One such best example
for distribution of knowledge among the workforce is the Yokoten System[4] –
a method of documenting and distributing knowledge – put in operation at
Toyota. Under this model, every team or workgroup contributed to a library of
problem reports, that was made accessible to every employee. Yokoten acted as a
simple, yet useful knowledge management device which transferred knowledge from
the individual to the organization.
Toyota has also
developed another mechanism – suggestionscreening system. It has helped
prioritize the best practices depending on potential impact, advantages and
complexity of implementation. Appreciating the system, Larry Prusak, Director,
IBM Institute for Knowledge Management, remarked, “Knowledge sharing means the freedom
to ask questions. At Toyota anyone on an assembly line can ask a question. They
type it into a terminal whereupon it is flashed on to a large display visible
to the whole floor. Anyone can answer the question.”

**Data rows**
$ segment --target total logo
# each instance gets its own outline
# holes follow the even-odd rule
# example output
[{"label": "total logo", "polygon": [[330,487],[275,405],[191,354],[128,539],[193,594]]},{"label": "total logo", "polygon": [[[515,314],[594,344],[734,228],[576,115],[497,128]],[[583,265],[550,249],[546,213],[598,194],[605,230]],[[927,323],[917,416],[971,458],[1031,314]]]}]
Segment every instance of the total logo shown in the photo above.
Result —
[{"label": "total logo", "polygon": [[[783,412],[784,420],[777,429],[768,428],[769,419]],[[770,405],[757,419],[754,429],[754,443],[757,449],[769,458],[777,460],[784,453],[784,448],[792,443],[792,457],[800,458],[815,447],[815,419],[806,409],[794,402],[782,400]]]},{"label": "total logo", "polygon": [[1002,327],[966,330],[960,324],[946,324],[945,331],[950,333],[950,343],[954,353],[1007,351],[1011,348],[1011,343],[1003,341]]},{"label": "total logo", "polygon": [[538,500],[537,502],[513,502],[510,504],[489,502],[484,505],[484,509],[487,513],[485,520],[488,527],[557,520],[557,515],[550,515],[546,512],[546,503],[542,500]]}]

...

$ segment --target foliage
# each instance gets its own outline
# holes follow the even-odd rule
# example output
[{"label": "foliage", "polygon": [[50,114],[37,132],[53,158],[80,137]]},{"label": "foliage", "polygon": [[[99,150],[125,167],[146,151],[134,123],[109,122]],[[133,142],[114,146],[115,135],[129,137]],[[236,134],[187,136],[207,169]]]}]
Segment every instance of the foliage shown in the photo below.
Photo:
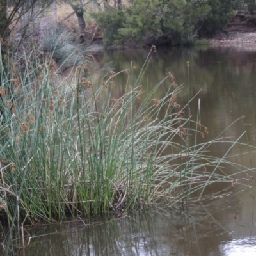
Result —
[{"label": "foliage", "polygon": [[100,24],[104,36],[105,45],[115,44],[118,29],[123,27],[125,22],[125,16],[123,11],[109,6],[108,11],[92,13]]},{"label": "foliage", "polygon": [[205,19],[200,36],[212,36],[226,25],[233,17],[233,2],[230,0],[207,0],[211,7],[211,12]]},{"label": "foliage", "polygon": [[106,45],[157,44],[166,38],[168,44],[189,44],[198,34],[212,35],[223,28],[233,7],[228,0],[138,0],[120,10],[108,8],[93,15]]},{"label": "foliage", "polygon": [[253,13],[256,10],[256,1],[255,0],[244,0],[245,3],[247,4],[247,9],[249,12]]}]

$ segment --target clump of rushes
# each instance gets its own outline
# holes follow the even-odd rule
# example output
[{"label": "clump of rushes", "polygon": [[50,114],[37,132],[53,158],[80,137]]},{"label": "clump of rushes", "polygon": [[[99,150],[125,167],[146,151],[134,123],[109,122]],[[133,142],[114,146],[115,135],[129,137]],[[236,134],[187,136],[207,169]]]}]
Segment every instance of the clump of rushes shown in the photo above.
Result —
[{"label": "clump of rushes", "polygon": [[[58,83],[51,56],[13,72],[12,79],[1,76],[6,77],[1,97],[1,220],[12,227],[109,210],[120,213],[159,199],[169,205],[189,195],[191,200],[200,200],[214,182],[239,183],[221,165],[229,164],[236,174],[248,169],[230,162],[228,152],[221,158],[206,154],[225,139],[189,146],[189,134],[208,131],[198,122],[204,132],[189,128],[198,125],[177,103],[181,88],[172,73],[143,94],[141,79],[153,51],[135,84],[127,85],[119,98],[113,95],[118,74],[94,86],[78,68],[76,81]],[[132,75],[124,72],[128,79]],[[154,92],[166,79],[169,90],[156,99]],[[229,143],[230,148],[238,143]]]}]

==

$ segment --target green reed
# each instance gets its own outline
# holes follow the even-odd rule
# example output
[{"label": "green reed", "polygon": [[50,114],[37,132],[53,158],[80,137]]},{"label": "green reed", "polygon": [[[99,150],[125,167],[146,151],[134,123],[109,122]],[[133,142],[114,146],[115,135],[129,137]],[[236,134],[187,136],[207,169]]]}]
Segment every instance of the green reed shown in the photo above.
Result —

**Jobs**
1. In the passage on knowledge sharing at Toyota, what did every team or workgroup contribute to under the Yokoten model?
2. Reproduce the passage on knowledge sharing at Toyota between "One such best" and "to the organization.", inclusive.
3. Write the next part of the passage on knowledge sharing at Toyota, picking up after its final sentence.
The data play no role in what comes next.

**Results**
1. A library of problem reports that was made accessible to every employee.

2.
One such best example
for distribution of knowledge among the workforce is the Yokoten System[4] –
a method of documenting and distributing knowledge – put in operation at
Toyota. Under this model, every team or workgroup contributed to a library of
problem reports, that was made accessible to every employee. Yokoten acted as a
simple, yet useful knowledge management device which transferred knowledge from
the individual to the organization.

3.
Toyota has also used a
Web-based software tool called Analytical Problem Solving (APS) to help
employees collect problem data, find the root cause of the problem, and develop
countermeasures. This tool helps employees ascertain if the same problem had
happened before, and, if so, solve it rapidly by adopting the earlier used
solution. This has improved the efficiency levels in problem solving, besides enabling
the users to get coaching throughout the process of problem solving. Secondly,
the “library” function and the “reporting” function of the software help the
management review the process used to solve a problem and identify trends. This
system uses a question-based model to trace the root cause of the problem. Once
the problem is identified, it is entered into the database for future
reference.
The system bifurcates
problems reported into two groups: one, open problems – that have not occurred
earlier, and two, problemst hat have earlier been solved. It thus reduces
problem-solving time, retains problem-solving knowledge and reinforces the
company’s Sensei system, by optimizing the productive time of its expert consultants.
Toyota, thus, leverages excellently “Web-based as well as conventional techniques
to link and exploit the distributed knowledge found in the company’s various
communities of practice.”
-- to be continued
[1]
Stewart, T A (1997), Intellectual Capital,
London, Nicholas Brealey Publishing.
[2]
Denning, S (2000), The Springboard: How
Storytelling Ignites Action in Knowledge-Era Organizations,
Butterworth-Heinemann.
[3]
Rob Sharkie, “A Knowledge Creation Model: Harnessing, Managing and Utilizing
Knowledge for Competitive Advantage”, Int.
J. Learning and Intellectual Capital, Vol. 1, No. 4, 2004.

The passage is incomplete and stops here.